== EXERCISE INPUTS

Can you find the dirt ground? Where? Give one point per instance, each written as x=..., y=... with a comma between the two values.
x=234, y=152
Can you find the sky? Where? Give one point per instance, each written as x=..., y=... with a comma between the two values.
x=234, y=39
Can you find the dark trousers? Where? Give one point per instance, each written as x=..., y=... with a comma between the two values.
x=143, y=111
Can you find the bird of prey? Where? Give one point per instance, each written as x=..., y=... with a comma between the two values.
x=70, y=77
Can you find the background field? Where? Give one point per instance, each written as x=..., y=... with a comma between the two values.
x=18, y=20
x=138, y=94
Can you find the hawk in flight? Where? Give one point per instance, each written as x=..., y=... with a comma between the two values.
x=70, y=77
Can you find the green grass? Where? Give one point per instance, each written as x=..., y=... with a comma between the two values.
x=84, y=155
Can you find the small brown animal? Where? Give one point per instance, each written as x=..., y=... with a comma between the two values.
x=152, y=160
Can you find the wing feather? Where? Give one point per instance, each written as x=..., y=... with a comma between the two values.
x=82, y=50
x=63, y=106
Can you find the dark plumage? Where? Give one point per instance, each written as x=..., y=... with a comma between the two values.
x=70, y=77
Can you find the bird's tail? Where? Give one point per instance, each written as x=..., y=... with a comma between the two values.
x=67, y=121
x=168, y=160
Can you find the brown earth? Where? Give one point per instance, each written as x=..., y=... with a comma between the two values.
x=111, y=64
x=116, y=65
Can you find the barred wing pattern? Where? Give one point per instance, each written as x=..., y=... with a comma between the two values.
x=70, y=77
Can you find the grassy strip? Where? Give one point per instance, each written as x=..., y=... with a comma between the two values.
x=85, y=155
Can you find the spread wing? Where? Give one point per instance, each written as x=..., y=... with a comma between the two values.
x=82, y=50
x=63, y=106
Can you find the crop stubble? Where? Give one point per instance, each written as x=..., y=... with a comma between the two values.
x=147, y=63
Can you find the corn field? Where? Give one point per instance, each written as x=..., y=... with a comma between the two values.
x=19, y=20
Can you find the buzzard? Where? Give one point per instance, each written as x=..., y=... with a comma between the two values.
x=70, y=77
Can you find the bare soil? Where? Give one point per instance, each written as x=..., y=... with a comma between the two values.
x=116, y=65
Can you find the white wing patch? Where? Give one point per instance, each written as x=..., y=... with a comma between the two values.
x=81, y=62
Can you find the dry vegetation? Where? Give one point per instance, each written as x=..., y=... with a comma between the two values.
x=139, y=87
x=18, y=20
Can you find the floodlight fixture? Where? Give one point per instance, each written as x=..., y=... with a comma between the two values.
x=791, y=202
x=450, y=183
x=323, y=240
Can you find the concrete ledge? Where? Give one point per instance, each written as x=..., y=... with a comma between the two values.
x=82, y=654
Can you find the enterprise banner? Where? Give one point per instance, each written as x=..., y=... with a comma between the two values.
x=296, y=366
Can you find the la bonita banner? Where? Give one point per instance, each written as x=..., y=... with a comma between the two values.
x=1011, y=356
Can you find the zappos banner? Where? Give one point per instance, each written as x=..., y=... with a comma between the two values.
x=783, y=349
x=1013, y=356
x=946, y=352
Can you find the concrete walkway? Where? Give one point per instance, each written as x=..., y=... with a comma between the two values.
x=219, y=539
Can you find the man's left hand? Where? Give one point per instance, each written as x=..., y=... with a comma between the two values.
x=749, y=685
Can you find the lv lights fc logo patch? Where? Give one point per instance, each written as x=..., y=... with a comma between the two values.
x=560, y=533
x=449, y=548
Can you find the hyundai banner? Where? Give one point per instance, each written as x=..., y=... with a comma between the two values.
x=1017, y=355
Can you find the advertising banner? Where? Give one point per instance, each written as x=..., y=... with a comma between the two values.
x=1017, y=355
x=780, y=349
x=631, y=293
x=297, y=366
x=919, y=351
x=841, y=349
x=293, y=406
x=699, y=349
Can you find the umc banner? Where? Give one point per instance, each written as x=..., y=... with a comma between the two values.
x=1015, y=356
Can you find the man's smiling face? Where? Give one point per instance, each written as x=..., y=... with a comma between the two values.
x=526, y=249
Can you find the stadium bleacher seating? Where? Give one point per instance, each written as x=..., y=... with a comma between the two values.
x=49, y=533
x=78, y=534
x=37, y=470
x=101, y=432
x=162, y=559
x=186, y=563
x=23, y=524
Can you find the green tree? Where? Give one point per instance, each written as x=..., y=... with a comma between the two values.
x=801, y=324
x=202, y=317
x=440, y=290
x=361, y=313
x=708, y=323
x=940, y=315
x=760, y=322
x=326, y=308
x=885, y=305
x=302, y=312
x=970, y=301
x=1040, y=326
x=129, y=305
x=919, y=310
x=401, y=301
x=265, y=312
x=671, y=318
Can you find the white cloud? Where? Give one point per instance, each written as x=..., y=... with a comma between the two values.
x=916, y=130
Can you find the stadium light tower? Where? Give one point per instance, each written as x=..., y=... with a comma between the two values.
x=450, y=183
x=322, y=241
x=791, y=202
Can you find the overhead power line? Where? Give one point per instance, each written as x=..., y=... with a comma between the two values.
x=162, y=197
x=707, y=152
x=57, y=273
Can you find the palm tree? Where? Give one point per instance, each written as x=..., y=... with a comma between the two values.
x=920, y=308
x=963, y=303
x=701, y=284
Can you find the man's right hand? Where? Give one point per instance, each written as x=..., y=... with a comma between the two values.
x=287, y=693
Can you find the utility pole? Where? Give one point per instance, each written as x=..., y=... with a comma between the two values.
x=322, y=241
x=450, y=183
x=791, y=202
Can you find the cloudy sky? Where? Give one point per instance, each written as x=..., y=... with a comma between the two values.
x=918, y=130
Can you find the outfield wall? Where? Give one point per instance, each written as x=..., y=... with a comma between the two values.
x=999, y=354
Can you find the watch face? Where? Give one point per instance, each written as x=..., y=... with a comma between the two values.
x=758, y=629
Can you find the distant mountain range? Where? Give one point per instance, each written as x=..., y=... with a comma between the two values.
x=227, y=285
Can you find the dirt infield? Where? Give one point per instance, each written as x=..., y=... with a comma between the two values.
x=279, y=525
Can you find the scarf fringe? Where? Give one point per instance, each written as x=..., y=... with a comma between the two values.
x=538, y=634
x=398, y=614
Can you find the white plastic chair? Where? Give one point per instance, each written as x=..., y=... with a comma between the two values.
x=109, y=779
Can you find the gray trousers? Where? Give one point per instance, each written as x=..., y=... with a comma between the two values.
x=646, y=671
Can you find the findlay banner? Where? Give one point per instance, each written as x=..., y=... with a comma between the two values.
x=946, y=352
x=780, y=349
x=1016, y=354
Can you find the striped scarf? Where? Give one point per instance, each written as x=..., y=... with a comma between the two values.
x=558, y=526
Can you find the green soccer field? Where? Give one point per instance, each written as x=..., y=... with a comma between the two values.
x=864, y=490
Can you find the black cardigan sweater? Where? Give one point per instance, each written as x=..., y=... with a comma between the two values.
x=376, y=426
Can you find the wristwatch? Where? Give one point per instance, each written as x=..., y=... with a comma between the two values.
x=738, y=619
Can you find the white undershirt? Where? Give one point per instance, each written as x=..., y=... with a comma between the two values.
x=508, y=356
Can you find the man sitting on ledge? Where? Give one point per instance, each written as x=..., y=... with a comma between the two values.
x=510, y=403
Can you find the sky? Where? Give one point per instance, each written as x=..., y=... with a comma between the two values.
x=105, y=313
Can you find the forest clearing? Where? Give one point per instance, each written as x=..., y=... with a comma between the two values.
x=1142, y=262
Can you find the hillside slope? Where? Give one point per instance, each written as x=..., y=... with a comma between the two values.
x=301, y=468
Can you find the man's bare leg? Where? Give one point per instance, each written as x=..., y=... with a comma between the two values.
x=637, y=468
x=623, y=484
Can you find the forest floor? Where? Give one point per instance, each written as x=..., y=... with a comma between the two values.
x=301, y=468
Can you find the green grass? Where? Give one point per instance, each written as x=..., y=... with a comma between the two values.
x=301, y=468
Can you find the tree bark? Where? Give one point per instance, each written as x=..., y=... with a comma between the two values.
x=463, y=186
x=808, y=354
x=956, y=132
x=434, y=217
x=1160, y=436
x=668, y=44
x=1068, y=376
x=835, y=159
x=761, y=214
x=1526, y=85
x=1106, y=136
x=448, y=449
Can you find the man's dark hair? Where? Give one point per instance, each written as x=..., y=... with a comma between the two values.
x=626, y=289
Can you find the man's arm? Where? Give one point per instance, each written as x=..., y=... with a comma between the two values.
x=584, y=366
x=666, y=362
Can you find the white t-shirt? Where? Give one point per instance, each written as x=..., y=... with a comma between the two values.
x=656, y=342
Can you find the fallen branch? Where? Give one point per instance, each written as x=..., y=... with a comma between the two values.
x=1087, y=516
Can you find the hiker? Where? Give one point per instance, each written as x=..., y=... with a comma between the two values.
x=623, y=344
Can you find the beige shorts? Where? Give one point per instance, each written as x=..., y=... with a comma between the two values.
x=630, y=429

====

## THE PROBLEM
Copy everything from the line containing "Can you find the lv" down to the line containing "x=1015, y=356", switching every "banner" to "sign" and keeping all else the same.

## RESULT OF THIS EXERCISE
Can you find the lv lights fc logo patch? Where? Give one point per instance, each written as x=..., y=... with a comma between the two values.
x=560, y=533
x=449, y=548
Can you find the hyundai sign? Where? Give one point per instance, each written as x=..., y=... with a comma between the two values.
x=1017, y=355
Can you find the advertising sign? Where? Give one point per instance, each written as x=..., y=... with a comma between the two values.
x=1017, y=355
x=780, y=349
x=631, y=293
x=297, y=366
x=919, y=351
x=841, y=349
x=293, y=406
x=699, y=349
Can you find the umc sign? Where? Give one point per instance, each written as x=..., y=... with a comma between the two values.
x=1015, y=356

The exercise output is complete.